• Instructions for the task:
Answer these questions using the article on gum disease and heart disease:
1. According to the most recent study, how much more likely are patients with periodontal disease to have heart disease?
2. Which three dental conditions did one study find could predict heart disease as well as a cholesterol level evaluation?
3. Which organization reports that numerous studies link dental health and periodontal disease with heart disease?

• Selected excerpt:
----------
Researchers have recently found a link between periodontal disease and heart disease and continued study is ongoing. The most recent study found that patients with periodontal disease, the infection or inflammation of the gums, are twice as likely to have heart disease. One theory is that the connection comes as a result of oral bacteria entering the bloodstream and flowing into the heart and lungs. The bacteria then attaches to the arteries, contributing to the arterial narrowing, blood clot formation and blockages which can lead to a heart attack.
Another theory is that periodontal disease inflammation creates plaque build-up, swelling the arteries and worsening heart problems. One study even found that cavities, gingivitis and missing teeth were able to predict heart disease as well as the more common cholesterol level evaluation. Even if future studies don’t reveal periodontal disease as a cause of heart disease, its presence could be an early indicator of the development of heart disease; after all periodontal disease’s symptoms are much easier for patients to notice than something like cholesterol levels rising.
Interestingly, the American Dental Association reports that numerous studies link dental health and periodontal disease with heart disease. It is important if you are at risk for heart disease that you eat healthy, exercise, don’t smoke and lose weight if you are overweight, as these are known aids in reducing the risk. Now, though the evidence is not completely clear, studies are ongoing and seem to indicate that a sound oral health regimen of brushing, flossing, rinsing and regular dental exams can also go a long way in helping to keep you healthy.
----------
Natural-language object grounding data:
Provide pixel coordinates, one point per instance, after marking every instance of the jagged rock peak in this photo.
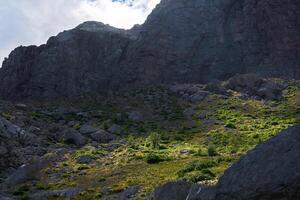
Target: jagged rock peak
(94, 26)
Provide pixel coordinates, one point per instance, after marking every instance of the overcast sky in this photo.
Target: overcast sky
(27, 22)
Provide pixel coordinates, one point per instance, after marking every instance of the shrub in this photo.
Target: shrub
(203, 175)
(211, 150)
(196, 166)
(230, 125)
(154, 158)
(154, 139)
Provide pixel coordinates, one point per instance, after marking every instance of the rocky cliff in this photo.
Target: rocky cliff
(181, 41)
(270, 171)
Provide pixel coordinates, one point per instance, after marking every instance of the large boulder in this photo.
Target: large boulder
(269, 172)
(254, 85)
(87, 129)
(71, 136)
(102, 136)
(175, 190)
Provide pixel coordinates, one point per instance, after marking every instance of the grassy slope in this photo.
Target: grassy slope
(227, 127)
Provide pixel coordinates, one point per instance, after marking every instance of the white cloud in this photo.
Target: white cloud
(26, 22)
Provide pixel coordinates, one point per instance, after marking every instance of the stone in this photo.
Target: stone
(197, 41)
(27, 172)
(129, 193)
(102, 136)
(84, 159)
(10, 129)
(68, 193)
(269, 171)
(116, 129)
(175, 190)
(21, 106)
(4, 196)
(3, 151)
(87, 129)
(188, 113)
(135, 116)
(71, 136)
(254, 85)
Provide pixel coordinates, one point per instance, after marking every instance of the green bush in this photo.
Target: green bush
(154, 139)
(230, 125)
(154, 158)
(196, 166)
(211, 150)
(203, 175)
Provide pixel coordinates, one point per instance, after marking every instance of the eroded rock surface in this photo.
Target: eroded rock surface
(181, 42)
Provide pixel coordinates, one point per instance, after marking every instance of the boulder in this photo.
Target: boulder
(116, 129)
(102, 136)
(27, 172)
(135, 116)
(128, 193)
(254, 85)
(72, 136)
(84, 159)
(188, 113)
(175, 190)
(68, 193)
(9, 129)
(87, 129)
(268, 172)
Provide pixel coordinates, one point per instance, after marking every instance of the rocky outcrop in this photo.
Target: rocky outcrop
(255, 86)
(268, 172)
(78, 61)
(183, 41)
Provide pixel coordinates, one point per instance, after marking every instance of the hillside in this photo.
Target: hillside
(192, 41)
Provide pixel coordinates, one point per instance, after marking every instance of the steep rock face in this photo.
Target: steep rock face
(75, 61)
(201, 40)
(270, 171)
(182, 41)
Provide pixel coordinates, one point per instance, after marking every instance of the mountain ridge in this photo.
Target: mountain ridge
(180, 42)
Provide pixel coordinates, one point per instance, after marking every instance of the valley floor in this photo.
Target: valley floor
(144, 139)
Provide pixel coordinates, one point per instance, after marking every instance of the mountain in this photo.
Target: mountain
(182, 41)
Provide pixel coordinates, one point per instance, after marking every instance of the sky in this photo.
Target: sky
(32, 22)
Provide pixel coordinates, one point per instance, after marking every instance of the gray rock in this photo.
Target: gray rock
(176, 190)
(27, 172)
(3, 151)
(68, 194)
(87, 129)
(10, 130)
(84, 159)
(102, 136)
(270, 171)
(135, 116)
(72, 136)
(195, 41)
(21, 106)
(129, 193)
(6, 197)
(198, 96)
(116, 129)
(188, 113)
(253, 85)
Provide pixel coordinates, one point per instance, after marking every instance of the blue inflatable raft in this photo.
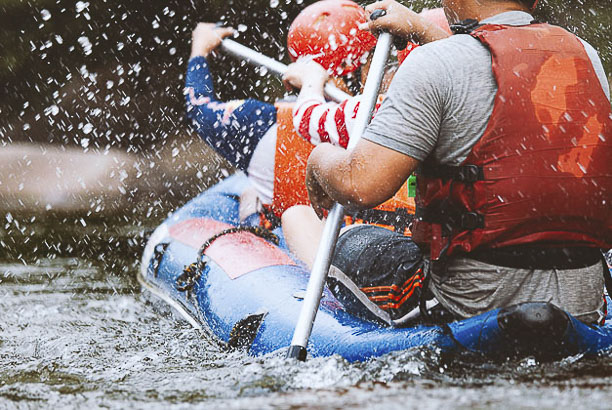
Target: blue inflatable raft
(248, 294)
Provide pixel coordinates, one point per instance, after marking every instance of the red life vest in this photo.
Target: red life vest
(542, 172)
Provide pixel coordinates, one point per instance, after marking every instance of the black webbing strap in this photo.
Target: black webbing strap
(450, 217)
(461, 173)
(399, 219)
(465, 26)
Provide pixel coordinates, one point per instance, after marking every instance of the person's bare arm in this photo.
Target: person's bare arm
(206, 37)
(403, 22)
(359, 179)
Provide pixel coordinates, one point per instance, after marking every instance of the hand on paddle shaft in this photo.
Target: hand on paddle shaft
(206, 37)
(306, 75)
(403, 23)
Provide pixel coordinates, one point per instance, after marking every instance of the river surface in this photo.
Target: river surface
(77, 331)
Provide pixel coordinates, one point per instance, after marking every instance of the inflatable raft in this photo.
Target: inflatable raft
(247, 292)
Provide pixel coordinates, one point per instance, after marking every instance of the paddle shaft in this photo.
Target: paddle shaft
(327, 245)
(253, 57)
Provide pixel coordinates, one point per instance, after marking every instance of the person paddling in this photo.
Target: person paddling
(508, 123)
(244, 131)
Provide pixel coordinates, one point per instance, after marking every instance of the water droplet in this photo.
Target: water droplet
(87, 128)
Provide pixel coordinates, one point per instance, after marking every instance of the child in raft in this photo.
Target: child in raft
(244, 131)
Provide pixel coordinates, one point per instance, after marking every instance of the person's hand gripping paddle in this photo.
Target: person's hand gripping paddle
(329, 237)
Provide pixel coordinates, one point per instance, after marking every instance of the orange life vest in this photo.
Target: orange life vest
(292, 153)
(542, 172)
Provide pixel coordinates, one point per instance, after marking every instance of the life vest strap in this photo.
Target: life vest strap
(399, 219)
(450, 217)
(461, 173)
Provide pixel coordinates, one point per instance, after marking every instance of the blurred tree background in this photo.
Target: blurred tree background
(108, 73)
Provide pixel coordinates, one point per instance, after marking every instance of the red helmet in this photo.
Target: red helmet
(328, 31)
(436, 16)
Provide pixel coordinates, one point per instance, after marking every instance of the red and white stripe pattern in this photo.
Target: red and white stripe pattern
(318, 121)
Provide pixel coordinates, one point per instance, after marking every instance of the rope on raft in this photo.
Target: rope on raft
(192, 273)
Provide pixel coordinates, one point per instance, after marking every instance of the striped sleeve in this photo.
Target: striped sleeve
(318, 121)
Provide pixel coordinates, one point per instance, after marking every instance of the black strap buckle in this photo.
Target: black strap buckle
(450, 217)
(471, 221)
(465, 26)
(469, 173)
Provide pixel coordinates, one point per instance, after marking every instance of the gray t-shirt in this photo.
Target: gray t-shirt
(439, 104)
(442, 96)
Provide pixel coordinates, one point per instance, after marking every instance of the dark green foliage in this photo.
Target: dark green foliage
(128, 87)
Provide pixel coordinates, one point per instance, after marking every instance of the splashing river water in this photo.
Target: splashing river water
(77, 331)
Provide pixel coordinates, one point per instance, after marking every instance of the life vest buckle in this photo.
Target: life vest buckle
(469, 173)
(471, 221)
----------
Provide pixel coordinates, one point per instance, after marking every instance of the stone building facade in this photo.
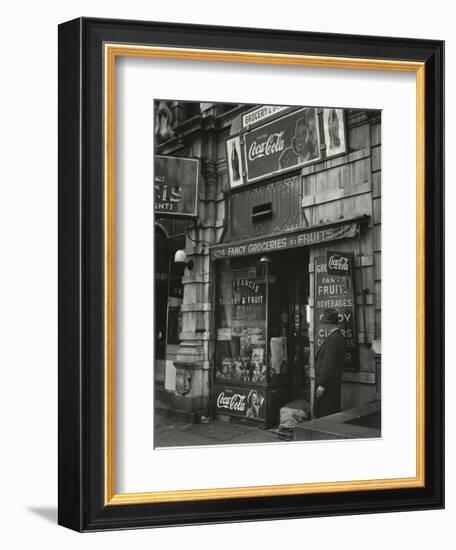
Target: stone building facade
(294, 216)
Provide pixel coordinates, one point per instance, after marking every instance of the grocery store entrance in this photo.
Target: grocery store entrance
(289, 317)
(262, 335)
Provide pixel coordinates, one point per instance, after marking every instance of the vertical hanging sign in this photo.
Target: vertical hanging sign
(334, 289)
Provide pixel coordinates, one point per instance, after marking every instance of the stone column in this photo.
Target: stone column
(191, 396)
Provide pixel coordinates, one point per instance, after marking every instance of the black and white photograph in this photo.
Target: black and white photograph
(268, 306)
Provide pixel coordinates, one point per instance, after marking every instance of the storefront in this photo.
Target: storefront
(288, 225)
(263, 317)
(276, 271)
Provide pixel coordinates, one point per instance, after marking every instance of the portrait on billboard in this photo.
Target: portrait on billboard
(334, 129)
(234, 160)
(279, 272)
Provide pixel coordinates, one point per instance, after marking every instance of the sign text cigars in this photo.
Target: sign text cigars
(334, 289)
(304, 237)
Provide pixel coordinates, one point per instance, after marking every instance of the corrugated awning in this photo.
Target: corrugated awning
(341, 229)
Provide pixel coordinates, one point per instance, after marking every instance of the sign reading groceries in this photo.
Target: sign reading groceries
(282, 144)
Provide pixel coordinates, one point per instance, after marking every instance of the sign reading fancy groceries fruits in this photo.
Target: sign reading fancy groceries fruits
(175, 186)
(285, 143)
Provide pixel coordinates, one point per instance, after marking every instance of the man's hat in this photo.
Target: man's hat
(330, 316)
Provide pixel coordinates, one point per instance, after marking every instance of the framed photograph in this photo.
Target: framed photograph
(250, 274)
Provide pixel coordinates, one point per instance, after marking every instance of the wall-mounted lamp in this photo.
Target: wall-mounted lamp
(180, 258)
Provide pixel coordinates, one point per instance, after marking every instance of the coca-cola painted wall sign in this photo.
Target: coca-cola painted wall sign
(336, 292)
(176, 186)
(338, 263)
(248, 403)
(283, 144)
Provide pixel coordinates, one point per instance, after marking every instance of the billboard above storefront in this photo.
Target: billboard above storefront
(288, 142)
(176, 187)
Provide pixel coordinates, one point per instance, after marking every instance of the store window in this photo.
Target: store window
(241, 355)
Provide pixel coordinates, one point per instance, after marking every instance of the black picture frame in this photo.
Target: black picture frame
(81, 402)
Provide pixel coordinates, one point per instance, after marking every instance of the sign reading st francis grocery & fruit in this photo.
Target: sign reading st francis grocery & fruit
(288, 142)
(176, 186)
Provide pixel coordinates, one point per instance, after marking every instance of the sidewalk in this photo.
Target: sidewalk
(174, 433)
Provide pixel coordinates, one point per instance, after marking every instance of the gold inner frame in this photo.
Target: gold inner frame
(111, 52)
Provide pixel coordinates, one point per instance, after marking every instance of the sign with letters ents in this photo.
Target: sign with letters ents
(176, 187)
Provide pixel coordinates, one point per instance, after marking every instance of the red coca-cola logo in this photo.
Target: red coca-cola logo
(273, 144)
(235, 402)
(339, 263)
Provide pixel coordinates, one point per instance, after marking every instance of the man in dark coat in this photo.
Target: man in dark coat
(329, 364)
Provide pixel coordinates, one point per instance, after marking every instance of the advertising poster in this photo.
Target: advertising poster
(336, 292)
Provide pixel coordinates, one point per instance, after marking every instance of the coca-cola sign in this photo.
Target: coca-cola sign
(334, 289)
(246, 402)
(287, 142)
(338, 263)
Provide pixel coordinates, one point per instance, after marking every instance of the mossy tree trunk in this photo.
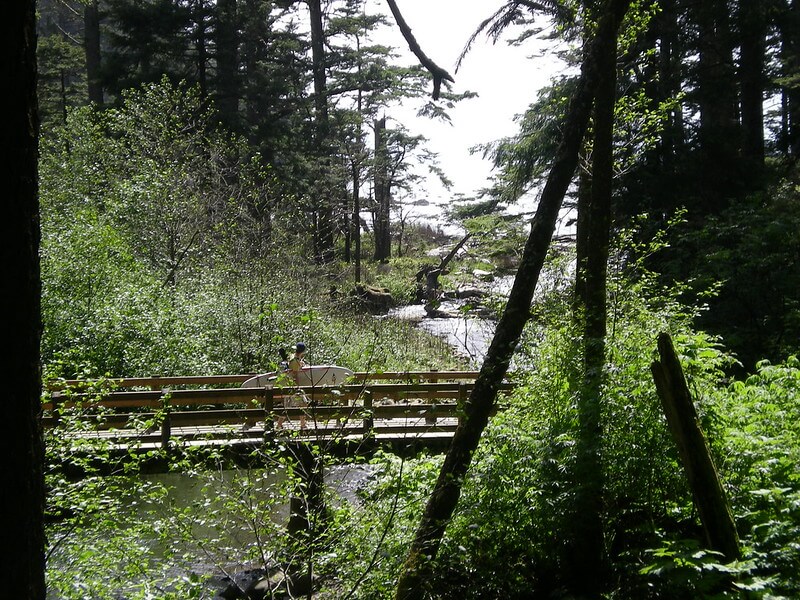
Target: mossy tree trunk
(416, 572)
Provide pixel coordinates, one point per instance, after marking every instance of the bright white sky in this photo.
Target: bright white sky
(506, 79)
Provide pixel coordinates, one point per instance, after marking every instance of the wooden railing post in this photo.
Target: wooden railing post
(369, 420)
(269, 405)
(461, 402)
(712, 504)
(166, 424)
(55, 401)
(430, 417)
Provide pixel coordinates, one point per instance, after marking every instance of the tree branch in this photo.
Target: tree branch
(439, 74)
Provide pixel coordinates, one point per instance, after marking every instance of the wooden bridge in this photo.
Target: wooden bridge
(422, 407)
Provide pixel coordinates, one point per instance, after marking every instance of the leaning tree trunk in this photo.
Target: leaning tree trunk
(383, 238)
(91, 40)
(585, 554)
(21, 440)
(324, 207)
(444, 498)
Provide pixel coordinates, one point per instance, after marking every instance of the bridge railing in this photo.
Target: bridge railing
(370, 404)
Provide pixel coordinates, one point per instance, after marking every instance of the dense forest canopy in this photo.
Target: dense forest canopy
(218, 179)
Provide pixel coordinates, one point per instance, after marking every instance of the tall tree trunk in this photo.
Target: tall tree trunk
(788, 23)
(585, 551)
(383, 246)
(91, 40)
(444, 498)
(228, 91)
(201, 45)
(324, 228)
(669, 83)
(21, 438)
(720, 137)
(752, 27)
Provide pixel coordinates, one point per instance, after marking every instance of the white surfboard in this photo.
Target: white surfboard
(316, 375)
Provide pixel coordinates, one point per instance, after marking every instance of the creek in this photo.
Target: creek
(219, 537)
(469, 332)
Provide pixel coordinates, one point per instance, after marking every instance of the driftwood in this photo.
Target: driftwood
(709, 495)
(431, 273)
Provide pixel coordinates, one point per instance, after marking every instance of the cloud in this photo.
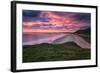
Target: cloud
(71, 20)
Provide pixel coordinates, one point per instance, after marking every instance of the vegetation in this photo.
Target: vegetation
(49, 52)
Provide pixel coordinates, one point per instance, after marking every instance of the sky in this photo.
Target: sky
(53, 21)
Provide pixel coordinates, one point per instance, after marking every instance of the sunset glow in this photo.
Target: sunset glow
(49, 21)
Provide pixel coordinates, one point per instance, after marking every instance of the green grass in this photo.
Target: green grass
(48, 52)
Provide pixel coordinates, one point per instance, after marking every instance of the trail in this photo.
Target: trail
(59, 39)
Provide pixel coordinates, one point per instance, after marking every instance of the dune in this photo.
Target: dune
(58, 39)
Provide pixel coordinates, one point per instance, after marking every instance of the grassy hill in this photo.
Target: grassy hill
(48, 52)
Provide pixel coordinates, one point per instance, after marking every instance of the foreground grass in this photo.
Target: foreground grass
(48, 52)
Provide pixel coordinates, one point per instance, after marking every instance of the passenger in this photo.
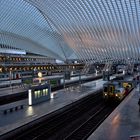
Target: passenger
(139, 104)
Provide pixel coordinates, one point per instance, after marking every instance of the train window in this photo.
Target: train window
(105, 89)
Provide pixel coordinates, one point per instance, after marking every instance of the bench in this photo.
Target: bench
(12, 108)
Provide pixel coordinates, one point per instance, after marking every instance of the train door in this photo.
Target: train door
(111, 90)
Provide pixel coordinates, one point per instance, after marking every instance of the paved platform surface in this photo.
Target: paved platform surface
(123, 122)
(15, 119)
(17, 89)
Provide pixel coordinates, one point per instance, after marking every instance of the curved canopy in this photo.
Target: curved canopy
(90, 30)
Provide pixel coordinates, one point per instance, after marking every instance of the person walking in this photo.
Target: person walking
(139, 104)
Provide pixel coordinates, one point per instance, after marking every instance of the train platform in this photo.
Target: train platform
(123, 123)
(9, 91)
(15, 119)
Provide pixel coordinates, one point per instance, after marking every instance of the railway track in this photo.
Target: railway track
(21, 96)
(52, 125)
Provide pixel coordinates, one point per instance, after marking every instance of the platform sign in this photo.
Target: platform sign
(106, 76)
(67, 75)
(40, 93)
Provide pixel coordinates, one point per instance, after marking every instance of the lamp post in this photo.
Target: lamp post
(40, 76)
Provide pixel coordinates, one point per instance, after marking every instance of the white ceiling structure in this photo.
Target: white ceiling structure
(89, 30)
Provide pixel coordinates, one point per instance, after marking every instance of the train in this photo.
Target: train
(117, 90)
----------
• Problem solution:
1. Twice as likely.
2. Cavities, gingivitis and missing teeth.
3. The American Dental Association.